### Text
■ ■ ■
States are continuing to weaken peer review protections across the country, with courts interpreting statutes in ways that make hospitals more vulnerable. Some legislatures are rewriting laws to give more power to plaintiffs.
The Pennsylvania Superior Court, in Leadbitter v. Keystone Anesthesia Consultants, Ltd., recently ordered a healthcare defendant to provide the complete, unredacted credentialing file of a hospital’s orthopedic surgeon.
This was a change from how Pennsylvania courts previously addressed such discovery in medical malpractice cases, with hospitals assured that evaluations in credentialing files were protected from discovery as privileged materials.
The court ruled the evaluations are considered protected “peer review” documents under Pennsylvania’s peer review statute, but that protection was voided by the fact they were reviewed by a peer review “organization” rather than a peer review “committee.”
Pennsylvania law defines a “review committee” as “any committee engaging in peer review” and a “review organization” as “any hospital board, committee, or individual reviewing the professional qualifications or activities of its medical staff or applicants for admission thereto.”
The court explained, “Since St. Clair Hospital’s credentialing committee is a committee that reviewed the professional qualifications and activities of Dr. Petraglia following his application for hospital privileges at St. Clair Hospital, the credentialing committee is a review ‘organization.’ Therefore, the PRPA [Peer Review Protection Act] privilege does not apply to the documents that the credentialing committee reviewed.”
■ ■ ■
### Supplied entries
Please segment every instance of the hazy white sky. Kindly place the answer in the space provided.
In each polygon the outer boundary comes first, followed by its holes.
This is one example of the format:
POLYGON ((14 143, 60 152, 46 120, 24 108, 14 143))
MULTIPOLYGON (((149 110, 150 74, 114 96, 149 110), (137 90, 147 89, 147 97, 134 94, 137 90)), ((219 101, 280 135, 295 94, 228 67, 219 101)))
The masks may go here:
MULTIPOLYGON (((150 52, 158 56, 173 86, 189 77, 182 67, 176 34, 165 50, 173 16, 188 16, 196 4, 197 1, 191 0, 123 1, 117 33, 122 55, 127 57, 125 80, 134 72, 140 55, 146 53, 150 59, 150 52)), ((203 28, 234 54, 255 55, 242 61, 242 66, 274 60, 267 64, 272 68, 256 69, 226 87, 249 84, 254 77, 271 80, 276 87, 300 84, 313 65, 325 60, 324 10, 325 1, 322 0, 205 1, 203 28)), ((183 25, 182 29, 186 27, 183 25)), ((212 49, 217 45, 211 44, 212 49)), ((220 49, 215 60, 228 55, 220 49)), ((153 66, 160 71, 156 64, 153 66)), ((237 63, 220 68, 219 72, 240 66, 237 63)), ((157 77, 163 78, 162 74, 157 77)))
■ ■ ■
### Task instructions
1) Which institutions are named in the peer review text?
2) Rewrite the peer review text starting with "States are continuing" and going on through "power to plaintiffs.", swapping "weaken" for "erode".
3) In the peer review text, what did the Pennsylvania Superior Court order the healthcare defendant in Leadbitter v. Keystone Anesthesia Consultants, Ltd. to provide?

### Solutions per task
1)
- Pennsylvania Superior Court
- Keystone Anesthesia Consultants, Ltd.
- St. Clair Hospital

2)
States are continuing to erode peer review protections across the country, with courts interpreting statutes in ways that make hospitals more vulnerable. Some legislatures are rewriting laws to give more power to plaintiffs.

3) The complete, unredacted credentialing file of a hospital's orthopedic surgeon.